(Records)
/---

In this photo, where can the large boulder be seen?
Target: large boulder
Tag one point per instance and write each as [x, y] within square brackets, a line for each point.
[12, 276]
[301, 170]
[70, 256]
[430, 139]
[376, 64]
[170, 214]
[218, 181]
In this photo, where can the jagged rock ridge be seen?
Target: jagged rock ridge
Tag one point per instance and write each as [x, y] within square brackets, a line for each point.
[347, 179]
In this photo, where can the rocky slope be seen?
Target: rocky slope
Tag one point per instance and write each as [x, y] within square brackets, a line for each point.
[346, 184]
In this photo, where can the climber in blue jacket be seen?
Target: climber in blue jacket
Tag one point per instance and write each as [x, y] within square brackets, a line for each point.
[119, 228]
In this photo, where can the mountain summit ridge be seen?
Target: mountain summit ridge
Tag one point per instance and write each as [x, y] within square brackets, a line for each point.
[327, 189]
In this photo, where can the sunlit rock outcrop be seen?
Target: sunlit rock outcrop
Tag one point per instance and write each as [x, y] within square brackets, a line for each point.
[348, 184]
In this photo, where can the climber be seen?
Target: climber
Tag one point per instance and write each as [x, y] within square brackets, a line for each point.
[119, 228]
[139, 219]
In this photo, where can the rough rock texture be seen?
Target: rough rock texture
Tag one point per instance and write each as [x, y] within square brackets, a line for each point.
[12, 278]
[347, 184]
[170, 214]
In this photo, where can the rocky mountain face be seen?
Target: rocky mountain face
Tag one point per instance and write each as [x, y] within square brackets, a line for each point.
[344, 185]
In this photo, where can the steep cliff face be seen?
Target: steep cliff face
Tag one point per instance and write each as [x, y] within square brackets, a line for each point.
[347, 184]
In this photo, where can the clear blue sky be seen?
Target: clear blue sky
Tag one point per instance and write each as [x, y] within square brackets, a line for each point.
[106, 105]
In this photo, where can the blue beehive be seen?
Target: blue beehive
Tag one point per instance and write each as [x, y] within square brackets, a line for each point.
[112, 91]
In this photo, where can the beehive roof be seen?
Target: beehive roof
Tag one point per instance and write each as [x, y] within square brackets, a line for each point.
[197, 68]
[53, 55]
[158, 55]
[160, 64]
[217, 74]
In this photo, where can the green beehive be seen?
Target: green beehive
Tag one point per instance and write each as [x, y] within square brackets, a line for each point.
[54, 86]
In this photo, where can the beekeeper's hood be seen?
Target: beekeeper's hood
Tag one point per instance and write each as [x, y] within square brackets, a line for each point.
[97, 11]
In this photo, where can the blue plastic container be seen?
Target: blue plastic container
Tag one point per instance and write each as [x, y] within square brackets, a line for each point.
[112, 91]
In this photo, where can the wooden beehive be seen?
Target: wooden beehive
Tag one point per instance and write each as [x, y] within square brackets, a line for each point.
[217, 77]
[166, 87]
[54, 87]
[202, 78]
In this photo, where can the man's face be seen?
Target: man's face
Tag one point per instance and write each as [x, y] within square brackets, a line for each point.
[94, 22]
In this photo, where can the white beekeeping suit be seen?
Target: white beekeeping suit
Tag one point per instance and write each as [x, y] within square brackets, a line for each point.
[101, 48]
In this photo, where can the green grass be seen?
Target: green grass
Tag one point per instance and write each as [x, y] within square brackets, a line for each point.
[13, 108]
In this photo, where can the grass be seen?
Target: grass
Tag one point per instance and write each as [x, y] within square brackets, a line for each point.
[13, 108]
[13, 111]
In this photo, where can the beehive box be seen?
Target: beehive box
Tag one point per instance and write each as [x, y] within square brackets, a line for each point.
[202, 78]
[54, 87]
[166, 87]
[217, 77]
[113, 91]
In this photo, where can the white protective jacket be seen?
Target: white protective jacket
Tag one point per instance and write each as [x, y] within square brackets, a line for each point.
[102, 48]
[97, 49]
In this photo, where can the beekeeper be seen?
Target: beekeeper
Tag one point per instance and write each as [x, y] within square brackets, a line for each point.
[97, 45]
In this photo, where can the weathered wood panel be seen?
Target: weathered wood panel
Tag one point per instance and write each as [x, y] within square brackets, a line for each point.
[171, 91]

\---

▶ STATED GOAL
Can you return, unchanged and in order, every line of the records from the one containing "In this photo, where can the white protective" down to the last line?

▶ RESPONSE TO THE TASK
In this photo, where can the white protective jacket be seen?
Target: white protective jacket
Tag one point per instance and write each as [x, y] within square brackets, a line for each point.
[102, 48]
[97, 49]
In this photo, where can the beekeeper be seen?
Target: beekeeper
Tag one point per instance and write each as [x, y] within square brackets, a line for each point.
[97, 45]
In this photo, where can the weathered wood panel be seen?
Target: weathered wood panel
Tag one point per instance and write each as [x, y] within square brackets, a line for each point.
[171, 91]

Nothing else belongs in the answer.